Dataset rows:
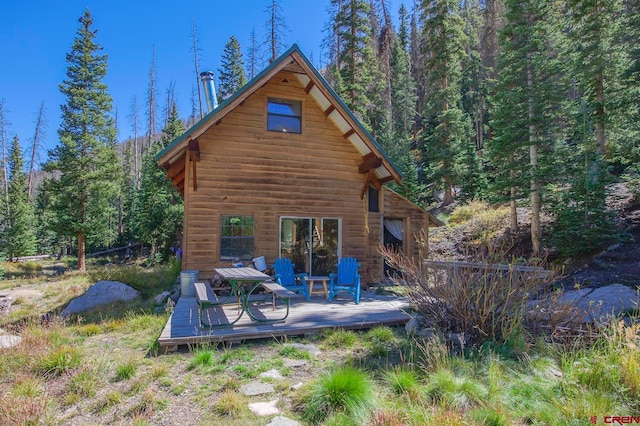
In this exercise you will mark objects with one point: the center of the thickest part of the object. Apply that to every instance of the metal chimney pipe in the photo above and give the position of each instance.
(209, 90)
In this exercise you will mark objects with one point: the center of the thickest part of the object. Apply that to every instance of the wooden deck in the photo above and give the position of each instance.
(183, 327)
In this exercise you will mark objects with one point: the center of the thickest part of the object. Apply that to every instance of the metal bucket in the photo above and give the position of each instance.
(259, 263)
(187, 281)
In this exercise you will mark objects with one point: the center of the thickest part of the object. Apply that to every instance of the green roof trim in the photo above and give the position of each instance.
(294, 48)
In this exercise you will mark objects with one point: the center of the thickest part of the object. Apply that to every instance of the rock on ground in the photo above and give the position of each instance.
(282, 421)
(101, 293)
(264, 408)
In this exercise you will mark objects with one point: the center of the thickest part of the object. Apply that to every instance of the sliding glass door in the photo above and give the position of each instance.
(312, 244)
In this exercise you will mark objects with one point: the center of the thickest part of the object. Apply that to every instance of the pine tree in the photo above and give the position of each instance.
(85, 159)
(19, 236)
(526, 107)
(450, 162)
(231, 76)
(595, 28)
(158, 207)
(403, 100)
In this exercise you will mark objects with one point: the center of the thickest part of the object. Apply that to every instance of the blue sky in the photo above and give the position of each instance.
(35, 37)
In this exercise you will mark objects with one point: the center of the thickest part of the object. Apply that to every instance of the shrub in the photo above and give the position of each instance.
(479, 303)
(478, 220)
(343, 391)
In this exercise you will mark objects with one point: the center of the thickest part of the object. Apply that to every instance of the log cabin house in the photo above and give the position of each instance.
(283, 169)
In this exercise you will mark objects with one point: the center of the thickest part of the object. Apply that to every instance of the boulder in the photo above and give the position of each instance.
(101, 293)
(5, 303)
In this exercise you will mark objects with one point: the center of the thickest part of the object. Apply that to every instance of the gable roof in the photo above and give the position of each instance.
(375, 161)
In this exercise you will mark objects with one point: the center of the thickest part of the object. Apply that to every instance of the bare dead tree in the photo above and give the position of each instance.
(3, 137)
(37, 137)
(276, 29)
(136, 142)
(151, 100)
(171, 99)
(384, 48)
(196, 65)
(252, 56)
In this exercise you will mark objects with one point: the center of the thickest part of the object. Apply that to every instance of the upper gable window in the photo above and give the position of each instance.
(284, 116)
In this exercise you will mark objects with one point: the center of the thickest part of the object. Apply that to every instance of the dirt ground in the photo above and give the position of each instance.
(620, 263)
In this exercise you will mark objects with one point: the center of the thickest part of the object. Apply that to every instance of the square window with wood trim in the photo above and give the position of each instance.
(284, 115)
(236, 238)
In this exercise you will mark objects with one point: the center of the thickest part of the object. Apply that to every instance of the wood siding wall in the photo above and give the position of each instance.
(246, 170)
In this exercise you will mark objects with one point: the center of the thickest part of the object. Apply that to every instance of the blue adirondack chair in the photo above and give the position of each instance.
(347, 279)
(285, 276)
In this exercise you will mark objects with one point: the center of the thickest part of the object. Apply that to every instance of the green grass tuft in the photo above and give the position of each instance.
(61, 360)
(344, 391)
(125, 371)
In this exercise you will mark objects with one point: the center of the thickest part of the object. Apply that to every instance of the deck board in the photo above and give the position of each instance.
(183, 326)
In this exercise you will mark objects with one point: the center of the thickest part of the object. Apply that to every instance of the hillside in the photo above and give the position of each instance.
(619, 263)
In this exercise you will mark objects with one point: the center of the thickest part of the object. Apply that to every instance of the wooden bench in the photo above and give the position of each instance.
(277, 290)
(206, 298)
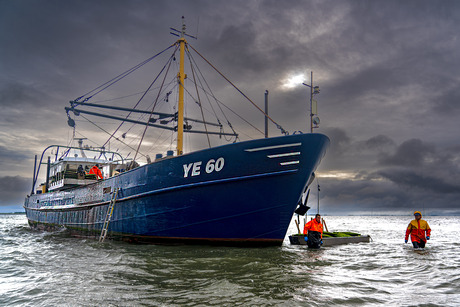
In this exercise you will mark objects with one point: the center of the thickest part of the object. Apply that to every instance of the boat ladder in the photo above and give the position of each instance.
(105, 227)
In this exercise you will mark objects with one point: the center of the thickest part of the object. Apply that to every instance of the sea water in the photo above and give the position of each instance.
(53, 269)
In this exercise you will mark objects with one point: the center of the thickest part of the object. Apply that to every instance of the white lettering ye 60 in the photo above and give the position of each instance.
(211, 166)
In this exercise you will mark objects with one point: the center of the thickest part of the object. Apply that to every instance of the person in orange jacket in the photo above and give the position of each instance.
(314, 230)
(95, 170)
(417, 229)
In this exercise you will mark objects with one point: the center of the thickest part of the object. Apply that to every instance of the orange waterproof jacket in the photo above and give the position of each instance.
(313, 225)
(95, 170)
(417, 230)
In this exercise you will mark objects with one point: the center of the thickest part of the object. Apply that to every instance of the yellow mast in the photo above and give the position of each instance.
(180, 78)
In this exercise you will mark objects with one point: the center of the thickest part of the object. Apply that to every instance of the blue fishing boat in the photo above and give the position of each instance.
(243, 193)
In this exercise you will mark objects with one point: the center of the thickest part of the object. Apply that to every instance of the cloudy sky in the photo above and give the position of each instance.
(389, 73)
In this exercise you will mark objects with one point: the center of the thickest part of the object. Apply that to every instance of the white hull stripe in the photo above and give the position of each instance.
(284, 155)
(289, 163)
(273, 147)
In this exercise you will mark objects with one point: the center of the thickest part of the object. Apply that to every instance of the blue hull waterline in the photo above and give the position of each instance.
(238, 194)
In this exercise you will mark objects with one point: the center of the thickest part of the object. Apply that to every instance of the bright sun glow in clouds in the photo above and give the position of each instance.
(294, 81)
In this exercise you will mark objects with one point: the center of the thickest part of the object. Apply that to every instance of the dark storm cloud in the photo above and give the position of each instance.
(388, 73)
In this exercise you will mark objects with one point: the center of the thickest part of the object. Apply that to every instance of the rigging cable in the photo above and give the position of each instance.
(145, 93)
(109, 133)
(156, 100)
(199, 100)
(219, 103)
(119, 77)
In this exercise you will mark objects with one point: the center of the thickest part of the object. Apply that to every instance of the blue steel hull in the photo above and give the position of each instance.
(237, 194)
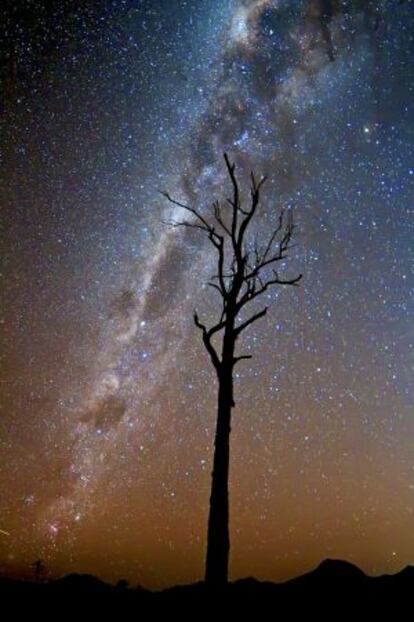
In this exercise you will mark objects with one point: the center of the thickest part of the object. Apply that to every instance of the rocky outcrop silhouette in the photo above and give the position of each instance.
(335, 590)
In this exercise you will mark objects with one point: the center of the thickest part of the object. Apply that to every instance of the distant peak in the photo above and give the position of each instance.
(339, 567)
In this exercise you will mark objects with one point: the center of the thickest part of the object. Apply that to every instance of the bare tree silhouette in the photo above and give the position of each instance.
(245, 270)
(38, 570)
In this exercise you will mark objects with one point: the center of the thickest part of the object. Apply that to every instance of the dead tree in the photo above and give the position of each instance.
(242, 276)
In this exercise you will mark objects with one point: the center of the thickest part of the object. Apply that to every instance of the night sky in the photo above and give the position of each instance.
(108, 397)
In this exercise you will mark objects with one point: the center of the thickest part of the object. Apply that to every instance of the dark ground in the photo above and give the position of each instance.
(334, 591)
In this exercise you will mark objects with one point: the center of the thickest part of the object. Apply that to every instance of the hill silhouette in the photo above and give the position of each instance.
(334, 590)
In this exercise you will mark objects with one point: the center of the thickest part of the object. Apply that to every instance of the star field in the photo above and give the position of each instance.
(108, 397)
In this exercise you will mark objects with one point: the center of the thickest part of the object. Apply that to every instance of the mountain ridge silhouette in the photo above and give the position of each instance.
(335, 589)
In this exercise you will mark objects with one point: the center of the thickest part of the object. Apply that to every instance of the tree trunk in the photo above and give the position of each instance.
(218, 542)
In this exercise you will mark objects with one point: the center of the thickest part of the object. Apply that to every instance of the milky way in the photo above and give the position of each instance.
(108, 398)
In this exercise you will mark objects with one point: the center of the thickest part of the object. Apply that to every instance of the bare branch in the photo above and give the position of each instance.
(252, 319)
(207, 342)
(236, 359)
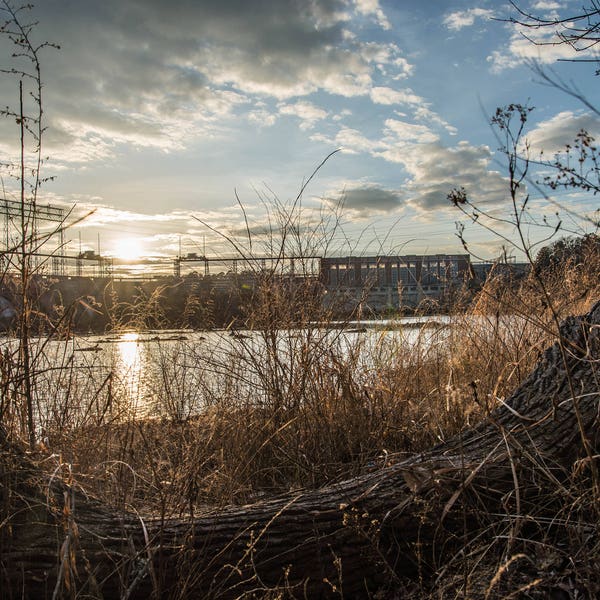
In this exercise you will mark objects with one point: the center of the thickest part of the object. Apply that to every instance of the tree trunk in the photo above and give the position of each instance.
(350, 538)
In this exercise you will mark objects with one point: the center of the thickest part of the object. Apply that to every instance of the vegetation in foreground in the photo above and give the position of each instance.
(310, 417)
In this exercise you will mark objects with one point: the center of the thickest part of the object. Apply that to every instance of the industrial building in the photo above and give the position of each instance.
(393, 282)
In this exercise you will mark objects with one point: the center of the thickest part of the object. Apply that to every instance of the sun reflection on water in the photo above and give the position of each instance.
(130, 367)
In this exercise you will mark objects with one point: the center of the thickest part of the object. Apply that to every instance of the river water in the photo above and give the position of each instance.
(177, 373)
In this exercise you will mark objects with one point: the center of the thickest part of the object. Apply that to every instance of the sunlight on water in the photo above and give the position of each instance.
(130, 367)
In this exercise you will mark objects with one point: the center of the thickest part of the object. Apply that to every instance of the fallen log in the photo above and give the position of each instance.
(351, 538)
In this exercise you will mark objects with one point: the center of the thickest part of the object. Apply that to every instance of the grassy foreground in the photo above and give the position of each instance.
(311, 415)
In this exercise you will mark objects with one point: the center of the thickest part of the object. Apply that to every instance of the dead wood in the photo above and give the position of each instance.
(394, 523)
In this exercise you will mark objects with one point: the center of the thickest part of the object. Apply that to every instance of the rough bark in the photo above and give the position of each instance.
(350, 537)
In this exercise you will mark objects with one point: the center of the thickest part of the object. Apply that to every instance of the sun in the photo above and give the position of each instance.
(128, 249)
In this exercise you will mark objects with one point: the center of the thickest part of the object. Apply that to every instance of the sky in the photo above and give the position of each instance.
(205, 125)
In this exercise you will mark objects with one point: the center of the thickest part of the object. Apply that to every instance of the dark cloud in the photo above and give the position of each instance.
(365, 200)
(153, 71)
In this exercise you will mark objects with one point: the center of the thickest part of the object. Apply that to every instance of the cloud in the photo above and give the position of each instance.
(386, 95)
(459, 19)
(371, 7)
(308, 113)
(527, 44)
(552, 135)
(546, 5)
(364, 200)
(148, 73)
(435, 170)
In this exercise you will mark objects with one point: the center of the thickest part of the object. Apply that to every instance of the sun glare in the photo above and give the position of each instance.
(128, 249)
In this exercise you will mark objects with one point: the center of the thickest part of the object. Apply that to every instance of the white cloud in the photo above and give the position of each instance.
(386, 95)
(546, 5)
(530, 44)
(371, 7)
(362, 200)
(308, 113)
(455, 21)
(552, 135)
(399, 133)
(145, 74)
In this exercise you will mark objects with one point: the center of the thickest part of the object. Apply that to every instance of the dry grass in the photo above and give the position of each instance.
(293, 406)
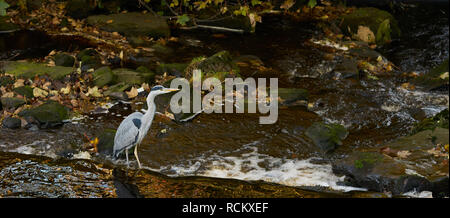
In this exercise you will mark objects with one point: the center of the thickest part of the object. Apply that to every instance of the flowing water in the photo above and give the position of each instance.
(235, 145)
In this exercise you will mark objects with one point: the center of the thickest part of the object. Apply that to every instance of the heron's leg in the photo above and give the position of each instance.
(137, 158)
(126, 154)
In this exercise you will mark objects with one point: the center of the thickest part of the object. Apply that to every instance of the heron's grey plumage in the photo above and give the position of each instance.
(133, 129)
(127, 133)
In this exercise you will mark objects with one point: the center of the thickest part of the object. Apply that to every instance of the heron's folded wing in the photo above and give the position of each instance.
(126, 135)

§ **WHAT IS ASKED**
Each line from the one containing "the cloud in" through the last line of the entries above is to be extracted exactly. Pictures are not part of the copy.

§ **RESPONSE BELOW**
In this exercise you will mark objects with one point: the center of the thickest part of the object. Apply that to every instance of the cloud in the photo above and give the position of each instance.
(386, 95)
(459, 19)
(371, 7)
(308, 113)
(527, 44)
(552, 135)
(546, 5)
(364, 200)
(148, 73)
(435, 170)
In this exercise you will mark objects with one point: the center of the thickest part of the object. Apply that to every instance of the sun glare in the photo above and give the position of each instance.
(128, 249)
In this exercise you will mark objects with one point: the center of the thickest part of the object. Apply that to every instance of the white cloud in the photo above and give the position of each instance.
(386, 95)
(546, 5)
(530, 44)
(371, 7)
(362, 200)
(308, 113)
(455, 21)
(552, 135)
(399, 133)
(145, 74)
In this exercise you will mark objects with one point: the center of the thickest part of the object. Apply that to every instance of the dry grass in the photo above and give the position of each instance.
(293, 406)
In this exercise you will mark objects with one point: the center of the thickest part of the object. Apply that to every instance of the flowing water in the photo above and give the position of each instance.
(235, 145)
In this exercise you will mark objects with one point: the center of the thickest part of the object. Apply that to every instance of the heron's leg in the photo above and give the position of each instance.
(137, 158)
(126, 154)
In this exercise you will mark objects with one point: the center of the thickest part of the object. Apply that to every instance of the heron's grey plumage in the photo above and give the position of each instance.
(133, 129)
(127, 133)
In this exercise you will mark objects with one point: the center of the thickest part of the object. Apply that to every instance of the heron's folded wing in the photo above and give the position of each instance.
(126, 135)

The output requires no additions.